Stored records:

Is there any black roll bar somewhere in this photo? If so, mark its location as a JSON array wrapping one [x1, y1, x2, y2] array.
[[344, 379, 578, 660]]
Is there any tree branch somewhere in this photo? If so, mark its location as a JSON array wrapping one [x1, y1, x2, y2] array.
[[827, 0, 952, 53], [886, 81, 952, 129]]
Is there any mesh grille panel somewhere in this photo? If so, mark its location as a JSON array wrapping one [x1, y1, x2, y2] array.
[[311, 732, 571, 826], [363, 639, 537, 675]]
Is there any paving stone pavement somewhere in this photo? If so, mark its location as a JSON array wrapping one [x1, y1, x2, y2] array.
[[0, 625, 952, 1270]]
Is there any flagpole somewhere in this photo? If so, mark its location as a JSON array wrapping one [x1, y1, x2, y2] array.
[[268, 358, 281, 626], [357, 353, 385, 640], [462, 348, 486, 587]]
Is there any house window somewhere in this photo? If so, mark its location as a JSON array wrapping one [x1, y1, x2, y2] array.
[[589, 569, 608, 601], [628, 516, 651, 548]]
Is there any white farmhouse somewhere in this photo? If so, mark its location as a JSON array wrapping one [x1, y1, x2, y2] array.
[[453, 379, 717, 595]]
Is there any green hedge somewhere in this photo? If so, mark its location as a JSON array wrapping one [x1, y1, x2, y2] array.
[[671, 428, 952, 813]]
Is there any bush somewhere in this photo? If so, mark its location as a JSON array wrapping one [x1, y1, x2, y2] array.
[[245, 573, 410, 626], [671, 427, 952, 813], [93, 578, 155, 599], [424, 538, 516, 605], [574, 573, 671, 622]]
...
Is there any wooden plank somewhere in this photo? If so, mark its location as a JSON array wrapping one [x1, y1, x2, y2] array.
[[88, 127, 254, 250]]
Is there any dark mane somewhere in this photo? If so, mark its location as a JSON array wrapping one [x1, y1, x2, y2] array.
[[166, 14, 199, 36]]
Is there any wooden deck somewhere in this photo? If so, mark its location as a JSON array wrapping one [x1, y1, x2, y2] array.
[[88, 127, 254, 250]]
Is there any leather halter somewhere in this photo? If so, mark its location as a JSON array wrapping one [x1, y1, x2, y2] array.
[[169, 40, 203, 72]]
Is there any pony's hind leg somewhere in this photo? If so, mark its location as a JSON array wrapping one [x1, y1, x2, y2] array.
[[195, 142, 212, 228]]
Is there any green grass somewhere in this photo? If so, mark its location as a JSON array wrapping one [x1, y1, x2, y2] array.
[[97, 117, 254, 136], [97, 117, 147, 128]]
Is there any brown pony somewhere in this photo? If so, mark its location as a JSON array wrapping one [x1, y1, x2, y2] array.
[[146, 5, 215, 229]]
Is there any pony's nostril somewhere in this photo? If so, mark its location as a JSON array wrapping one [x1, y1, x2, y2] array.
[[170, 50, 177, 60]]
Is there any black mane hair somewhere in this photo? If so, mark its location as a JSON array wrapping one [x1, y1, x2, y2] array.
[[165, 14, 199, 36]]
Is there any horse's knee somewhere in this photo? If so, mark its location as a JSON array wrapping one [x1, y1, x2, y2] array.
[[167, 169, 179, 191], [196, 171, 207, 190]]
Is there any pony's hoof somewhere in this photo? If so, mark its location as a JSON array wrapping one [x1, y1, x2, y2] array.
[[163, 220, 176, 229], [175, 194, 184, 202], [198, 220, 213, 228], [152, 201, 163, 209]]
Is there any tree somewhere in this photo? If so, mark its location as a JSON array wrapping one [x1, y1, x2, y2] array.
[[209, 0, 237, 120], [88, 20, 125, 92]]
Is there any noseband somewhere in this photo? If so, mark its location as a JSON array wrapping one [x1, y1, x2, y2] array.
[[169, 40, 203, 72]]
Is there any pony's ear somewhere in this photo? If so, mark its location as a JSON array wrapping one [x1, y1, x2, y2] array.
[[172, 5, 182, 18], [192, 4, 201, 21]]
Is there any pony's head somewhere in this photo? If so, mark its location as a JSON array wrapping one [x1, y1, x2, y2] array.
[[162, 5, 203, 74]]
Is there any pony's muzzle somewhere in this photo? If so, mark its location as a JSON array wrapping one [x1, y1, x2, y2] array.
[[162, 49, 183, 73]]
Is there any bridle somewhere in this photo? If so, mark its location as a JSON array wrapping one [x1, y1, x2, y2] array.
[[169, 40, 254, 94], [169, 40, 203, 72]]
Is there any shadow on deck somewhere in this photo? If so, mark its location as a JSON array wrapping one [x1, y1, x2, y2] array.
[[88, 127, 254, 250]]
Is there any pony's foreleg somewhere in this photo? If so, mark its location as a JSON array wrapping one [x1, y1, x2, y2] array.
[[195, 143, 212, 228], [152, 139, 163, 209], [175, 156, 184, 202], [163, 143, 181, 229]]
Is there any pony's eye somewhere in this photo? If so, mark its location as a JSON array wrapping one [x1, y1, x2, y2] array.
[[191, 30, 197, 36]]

• _What is being asked_: Copy the listing again, requests included, from the line that contains "Is there any mesh" through the line that contains "573, 671, 622]]". Add -115 to every bounding-box coordinate in the answers.

• _Written answer_:
Is there any mesh grille panel somewhere in this photo? If so, mark its location as a JSON array wrapping one [x1, y1, x2, y2] array.
[[196, 617, 456, 711], [248, 524, 422, 560]]
Is there any paving stone pavement somewhere in this photo? If so, mark its location as a JSON array wrapping one [x1, y1, x2, y2] array.
[[-115, 510, 837, 1155]]
Is there any flagpole somewhere in this photo? If so, mark its location as a JSON array wrapping one [x1, y1, x2, y2] array.
[[153, 243, 166, 511], [242, 238, 270, 525], [347, 233, 371, 472]]
Is there any house window somewhere in this photo? If so, mark its location as a JSON array wrapping one [x1, y1, x2, y2] array.
[[474, 454, 493, 486], [513, 401, 536, 433]]
Is there any white farmhouse somewhere in this photo? If so, mark its location as a JSON array wrapping one [x1, y1, x2, y2] array.
[[338, 264, 602, 480]]
Is there any green hedge somewhere in this photo? If so, mark its location as a JSON array wrapping one [x1, y1, x2, y2] array.
[[556, 313, 837, 698]]
Is there any bush somewhere in this photo? If so, mark its location as a JSON array wrapping one [x1, y1, x2, y2] array.
[[130, 458, 295, 511], [556, 312, 837, 698], [-22, 463, 40, 484], [309, 423, 401, 490], [459, 458, 556, 507]]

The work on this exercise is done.